Description of the task
Extract the lines of data starting at the line with "Target: treeline" and ending at the line with "x=549, y=162", including both of those lines, and reproduce them verbatim with nothing else.

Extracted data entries
★ ★ ★ ★ ★ ★ ★
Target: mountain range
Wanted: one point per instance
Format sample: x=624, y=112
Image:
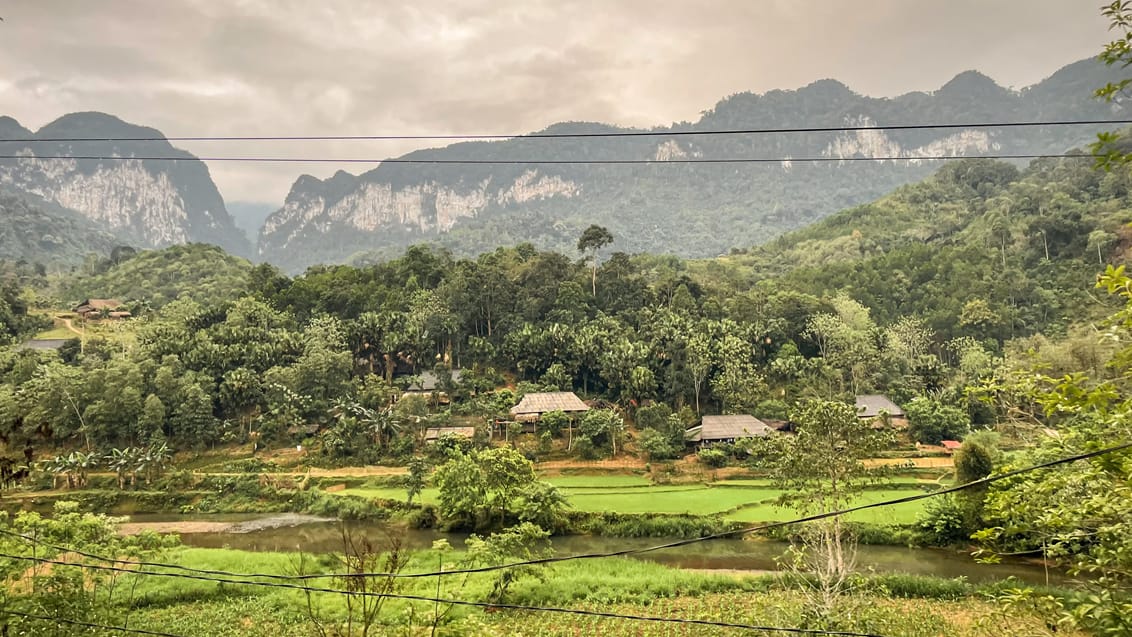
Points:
x=661, y=206
x=139, y=201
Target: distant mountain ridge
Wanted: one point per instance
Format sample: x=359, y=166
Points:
x=144, y=203
x=691, y=211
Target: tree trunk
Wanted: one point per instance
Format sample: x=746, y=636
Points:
x=594, y=274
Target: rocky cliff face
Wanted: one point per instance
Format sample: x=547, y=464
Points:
x=145, y=203
x=669, y=206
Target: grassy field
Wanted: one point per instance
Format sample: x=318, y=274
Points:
x=190, y=607
x=893, y=514
x=744, y=500
x=57, y=332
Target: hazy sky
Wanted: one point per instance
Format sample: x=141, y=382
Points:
x=350, y=67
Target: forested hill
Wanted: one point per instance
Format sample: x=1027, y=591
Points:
x=979, y=242
x=693, y=211
x=199, y=272
x=922, y=291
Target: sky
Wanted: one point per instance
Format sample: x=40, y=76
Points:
x=453, y=67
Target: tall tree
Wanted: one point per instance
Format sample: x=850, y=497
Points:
x=593, y=239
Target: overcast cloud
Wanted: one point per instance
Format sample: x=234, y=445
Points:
x=350, y=67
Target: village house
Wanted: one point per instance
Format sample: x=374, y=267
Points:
x=434, y=433
x=533, y=405
x=727, y=429
x=428, y=384
x=97, y=308
x=881, y=412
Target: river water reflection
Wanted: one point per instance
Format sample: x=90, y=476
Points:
x=290, y=532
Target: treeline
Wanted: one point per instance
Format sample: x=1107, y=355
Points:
x=275, y=356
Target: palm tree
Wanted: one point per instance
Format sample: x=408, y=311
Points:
x=153, y=461
x=121, y=461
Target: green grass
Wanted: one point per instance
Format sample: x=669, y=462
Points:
x=598, y=481
x=58, y=332
x=697, y=500
x=754, y=499
x=428, y=496
x=895, y=514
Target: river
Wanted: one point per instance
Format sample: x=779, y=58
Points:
x=291, y=532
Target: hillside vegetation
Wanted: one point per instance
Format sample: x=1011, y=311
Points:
x=203, y=273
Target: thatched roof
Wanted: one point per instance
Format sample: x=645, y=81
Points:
x=538, y=404
x=437, y=432
x=44, y=343
x=101, y=303
x=429, y=380
x=728, y=428
x=871, y=405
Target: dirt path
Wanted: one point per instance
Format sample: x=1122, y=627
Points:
x=67, y=323
x=182, y=526
x=945, y=462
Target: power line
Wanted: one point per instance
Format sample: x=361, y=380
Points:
x=88, y=625
x=524, y=608
x=579, y=135
x=288, y=585
x=625, y=552
x=549, y=162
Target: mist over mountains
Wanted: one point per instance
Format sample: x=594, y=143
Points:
x=661, y=206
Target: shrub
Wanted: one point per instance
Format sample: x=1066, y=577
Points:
x=943, y=522
x=712, y=457
x=655, y=445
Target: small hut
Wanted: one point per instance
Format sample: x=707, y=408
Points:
x=434, y=433
x=878, y=410
x=533, y=405
x=727, y=429
x=94, y=308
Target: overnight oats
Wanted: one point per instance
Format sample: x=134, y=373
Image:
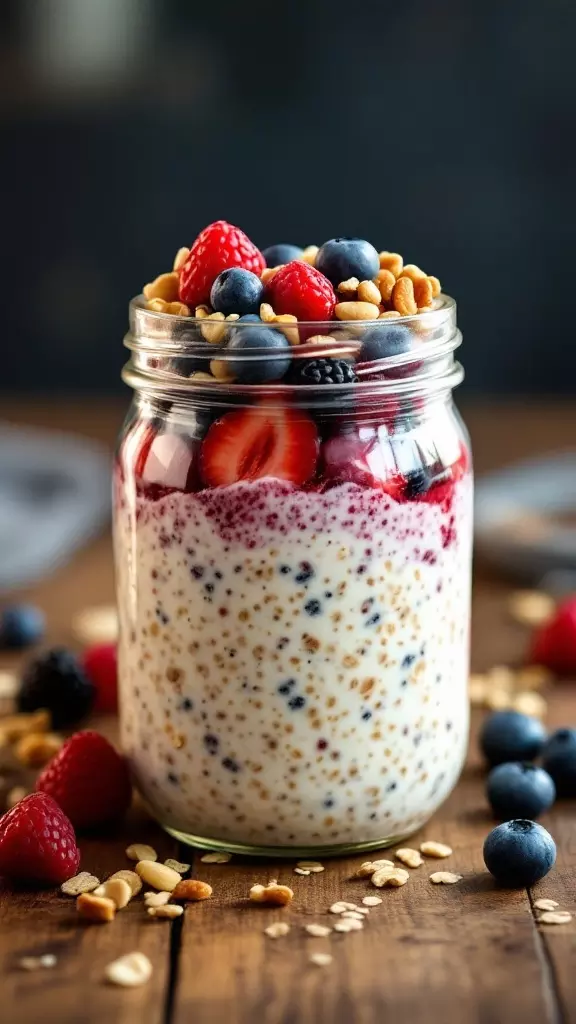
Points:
x=293, y=535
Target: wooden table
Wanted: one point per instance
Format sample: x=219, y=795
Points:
x=469, y=952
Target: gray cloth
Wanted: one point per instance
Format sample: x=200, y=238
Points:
x=54, y=495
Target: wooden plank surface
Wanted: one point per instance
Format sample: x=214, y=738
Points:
x=465, y=952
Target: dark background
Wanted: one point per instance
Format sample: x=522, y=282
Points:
x=442, y=130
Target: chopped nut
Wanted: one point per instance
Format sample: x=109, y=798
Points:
x=392, y=261
x=273, y=893
x=432, y=849
x=277, y=930
x=167, y=910
x=216, y=857
x=545, y=904
x=310, y=254
x=403, y=297
x=176, y=865
x=213, y=328
x=311, y=865
x=37, y=749
x=348, y=287
x=82, y=883
x=192, y=890
x=117, y=890
x=445, y=878
x=554, y=918
x=531, y=607
x=319, y=931
x=389, y=877
x=97, y=625
x=158, y=876
x=266, y=312
x=409, y=857
x=140, y=851
x=129, y=971
x=164, y=287
x=180, y=258
x=131, y=878
x=96, y=908
x=357, y=310
x=369, y=292
x=320, y=960
x=157, y=899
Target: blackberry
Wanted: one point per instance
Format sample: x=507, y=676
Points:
x=324, y=372
x=54, y=680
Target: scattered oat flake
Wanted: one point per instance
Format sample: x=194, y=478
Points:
x=319, y=931
x=545, y=904
x=82, y=883
x=321, y=960
x=432, y=849
x=445, y=878
x=177, y=865
x=277, y=930
x=554, y=918
x=412, y=858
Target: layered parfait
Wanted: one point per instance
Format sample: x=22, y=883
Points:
x=292, y=536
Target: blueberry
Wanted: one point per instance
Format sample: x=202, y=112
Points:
x=55, y=681
x=343, y=258
x=281, y=253
x=559, y=758
x=508, y=735
x=21, y=626
x=258, y=368
x=519, y=853
x=237, y=291
x=382, y=342
x=519, y=790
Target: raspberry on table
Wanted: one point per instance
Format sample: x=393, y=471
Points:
x=217, y=248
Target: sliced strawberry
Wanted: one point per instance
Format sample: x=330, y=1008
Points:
x=250, y=443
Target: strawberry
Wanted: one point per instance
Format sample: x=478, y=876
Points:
x=99, y=664
x=89, y=779
x=218, y=247
x=302, y=291
x=37, y=842
x=250, y=443
x=553, y=644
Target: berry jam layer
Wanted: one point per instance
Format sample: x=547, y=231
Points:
x=294, y=665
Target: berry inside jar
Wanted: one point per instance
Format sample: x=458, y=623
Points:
x=292, y=530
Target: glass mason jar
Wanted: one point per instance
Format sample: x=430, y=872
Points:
x=293, y=568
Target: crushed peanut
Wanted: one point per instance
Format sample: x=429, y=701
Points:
x=412, y=858
x=158, y=876
x=273, y=893
x=166, y=910
x=216, y=857
x=389, y=877
x=277, y=930
x=432, y=849
x=192, y=890
x=318, y=931
x=82, y=883
x=129, y=971
x=140, y=851
x=445, y=878
x=96, y=908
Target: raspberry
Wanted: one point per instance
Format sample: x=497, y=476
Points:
x=37, y=842
x=300, y=290
x=88, y=779
x=218, y=247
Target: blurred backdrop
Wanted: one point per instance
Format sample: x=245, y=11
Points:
x=443, y=130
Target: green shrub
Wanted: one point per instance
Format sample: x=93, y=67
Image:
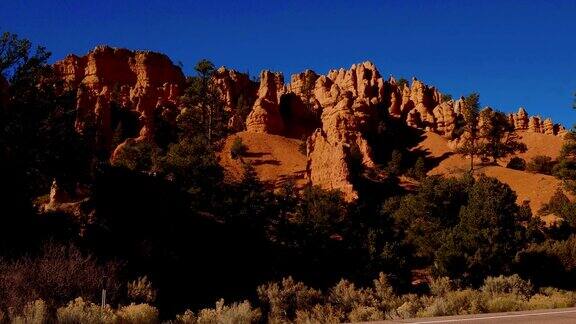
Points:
x=441, y=286
x=141, y=291
x=548, y=300
x=411, y=305
x=238, y=149
x=365, y=314
x=138, y=314
x=35, y=312
x=281, y=301
x=495, y=286
x=541, y=164
x=346, y=297
x=135, y=155
x=188, y=317
x=321, y=313
x=517, y=163
x=236, y=313
x=457, y=303
x=79, y=311
x=383, y=294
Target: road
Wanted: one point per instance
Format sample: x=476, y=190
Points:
x=547, y=316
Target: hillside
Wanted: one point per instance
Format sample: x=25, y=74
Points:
x=532, y=187
x=276, y=159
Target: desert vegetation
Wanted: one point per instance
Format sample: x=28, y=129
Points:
x=161, y=229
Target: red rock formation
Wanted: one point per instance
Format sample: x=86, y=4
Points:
x=238, y=93
x=265, y=115
x=335, y=109
x=138, y=81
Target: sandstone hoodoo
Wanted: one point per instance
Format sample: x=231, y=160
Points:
x=332, y=113
x=118, y=86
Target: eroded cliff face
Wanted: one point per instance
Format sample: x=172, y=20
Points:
x=3, y=91
x=333, y=112
x=347, y=104
x=114, y=84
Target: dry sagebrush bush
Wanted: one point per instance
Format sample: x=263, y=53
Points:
x=236, y=313
x=281, y=301
x=459, y=302
x=138, y=314
x=513, y=284
x=321, y=313
x=141, y=291
x=56, y=275
x=35, y=312
x=79, y=311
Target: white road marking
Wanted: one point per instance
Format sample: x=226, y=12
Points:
x=493, y=317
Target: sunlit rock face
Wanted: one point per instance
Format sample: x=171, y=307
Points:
x=332, y=112
x=112, y=83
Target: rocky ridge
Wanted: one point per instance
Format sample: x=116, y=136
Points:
x=333, y=112
x=137, y=83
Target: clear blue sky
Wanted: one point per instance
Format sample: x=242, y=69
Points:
x=514, y=53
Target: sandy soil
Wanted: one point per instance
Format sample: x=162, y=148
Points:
x=276, y=159
x=531, y=187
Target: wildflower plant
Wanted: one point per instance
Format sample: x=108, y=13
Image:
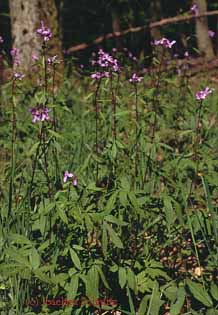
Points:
x=112, y=189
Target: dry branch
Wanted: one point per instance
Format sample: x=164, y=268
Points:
x=167, y=21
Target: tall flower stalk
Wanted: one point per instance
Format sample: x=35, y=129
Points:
x=135, y=79
x=165, y=43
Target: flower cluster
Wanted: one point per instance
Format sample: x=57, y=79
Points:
x=164, y=42
x=99, y=75
x=194, y=9
x=53, y=60
x=18, y=76
x=35, y=57
x=72, y=176
x=129, y=54
x=40, y=113
x=211, y=33
x=135, y=78
x=201, y=95
x=15, y=54
x=44, y=32
x=106, y=61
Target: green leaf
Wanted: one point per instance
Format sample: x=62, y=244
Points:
x=168, y=208
x=104, y=241
x=177, y=306
x=72, y=287
x=92, y=284
x=199, y=293
x=155, y=301
x=114, y=237
x=34, y=259
x=113, y=219
x=110, y=203
x=214, y=291
x=143, y=305
x=122, y=277
x=19, y=239
x=131, y=304
x=62, y=215
x=75, y=259
x=101, y=274
x=131, y=279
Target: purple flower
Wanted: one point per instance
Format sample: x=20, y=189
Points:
x=70, y=175
x=35, y=57
x=164, y=42
x=105, y=60
x=44, y=32
x=211, y=33
x=201, y=95
x=40, y=113
x=53, y=60
x=99, y=75
x=15, y=54
x=194, y=9
x=135, y=78
x=18, y=76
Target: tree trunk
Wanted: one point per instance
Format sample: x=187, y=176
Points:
x=25, y=19
x=204, y=42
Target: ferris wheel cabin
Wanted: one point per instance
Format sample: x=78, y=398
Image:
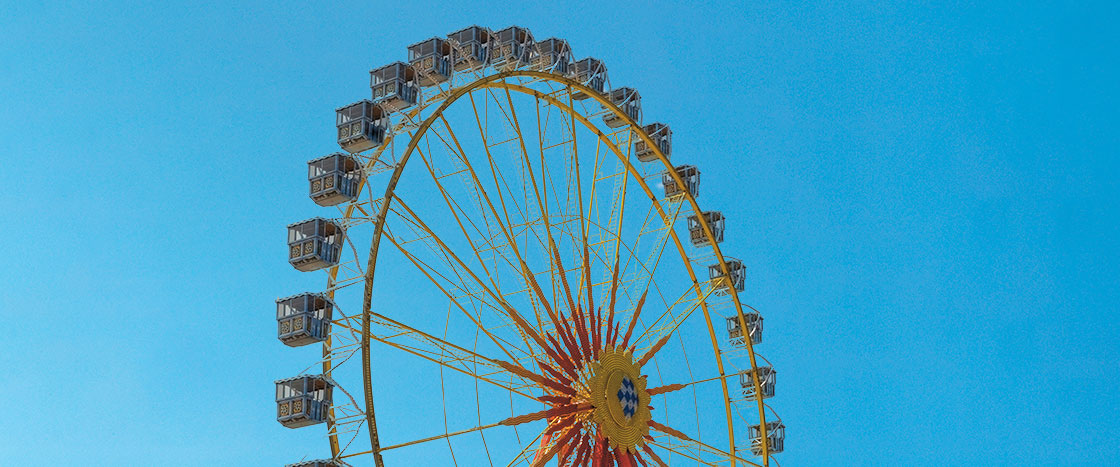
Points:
x=775, y=438
x=334, y=179
x=766, y=380
x=690, y=176
x=304, y=318
x=469, y=48
x=302, y=400
x=630, y=101
x=319, y=463
x=431, y=59
x=314, y=244
x=551, y=55
x=697, y=235
x=394, y=86
x=591, y=73
x=662, y=139
x=513, y=47
x=736, y=278
x=361, y=125
x=754, y=327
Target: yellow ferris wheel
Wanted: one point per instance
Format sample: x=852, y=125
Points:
x=526, y=277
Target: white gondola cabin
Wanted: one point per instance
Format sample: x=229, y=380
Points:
x=630, y=101
x=736, y=277
x=512, y=49
x=319, y=463
x=361, y=125
x=775, y=436
x=551, y=55
x=469, y=48
x=662, y=139
x=754, y=328
x=304, y=318
x=431, y=61
x=591, y=73
x=690, y=176
x=302, y=400
x=334, y=179
x=394, y=86
x=697, y=234
x=766, y=380
x=314, y=244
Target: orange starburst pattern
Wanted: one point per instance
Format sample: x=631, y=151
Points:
x=599, y=411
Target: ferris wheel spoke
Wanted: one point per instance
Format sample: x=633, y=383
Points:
x=509, y=310
x=444, y=353
x=467, y=291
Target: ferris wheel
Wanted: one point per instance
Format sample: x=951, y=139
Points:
x=519, y=274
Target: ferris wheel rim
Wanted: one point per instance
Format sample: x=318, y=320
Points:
x=498, y=81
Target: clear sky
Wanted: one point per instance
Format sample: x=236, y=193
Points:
x=925, y=197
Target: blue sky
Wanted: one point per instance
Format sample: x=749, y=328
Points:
x=924, y=195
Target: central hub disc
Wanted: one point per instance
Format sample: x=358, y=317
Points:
x=622, y=405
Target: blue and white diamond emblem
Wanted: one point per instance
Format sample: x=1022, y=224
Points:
x=627, y=398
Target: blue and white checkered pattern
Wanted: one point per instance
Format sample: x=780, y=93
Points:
x=627, y=398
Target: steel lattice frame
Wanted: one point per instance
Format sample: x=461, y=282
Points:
x=353, y=333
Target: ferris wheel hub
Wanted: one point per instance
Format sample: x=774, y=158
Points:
x=622, y=403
★ ★ ★ ★ ★ ★ ★
Response
Target: treeline
Wanted: one point per instance
Format sample: x=1107, y=355
Points:
x=275, y=356
Target: palm tree
Wanted: one point per instance
Format sample: x=408, y=311
Points:
x=153, y=461
x=121, y=461
Target: green grass
Wanted: one point per instance
Format sample: x=669, y=462
Points:
x=598, y=481
x=58, y=332
x=697, y=500
x=754, y=499
x=428, y=496
x=895, y=514
Target: river
Wanted: one point per instance
Format sample: x=779, y=58
Points:
x=291, y=532
Target: hillside vegetation
Wanted: one point per instance
Format sample: x=1011, y=311
Points:
x=203, y=273
Target: thatched roof
Wanted: one point per instance
Format sample: x=645, y=81
Points:
x=538, y=404
x=437, y=432
x=44, y=343
x=101, y=303
x=429, y=380
x=728, y=428
x=871, y=405
Target: dirt path
Wanted: one point per instance
Format sample: x=1122, y=627
Points:
x=67, y=323
x=182, y=526
x=945, y=462
Target: power line
Wanted: one point per instance
Format sample: x=361, y=380
Points:
x=88, y=625
x=524, y=608
x=579, y=135
x=288, y=585
x=625, y=552
x=549, y=162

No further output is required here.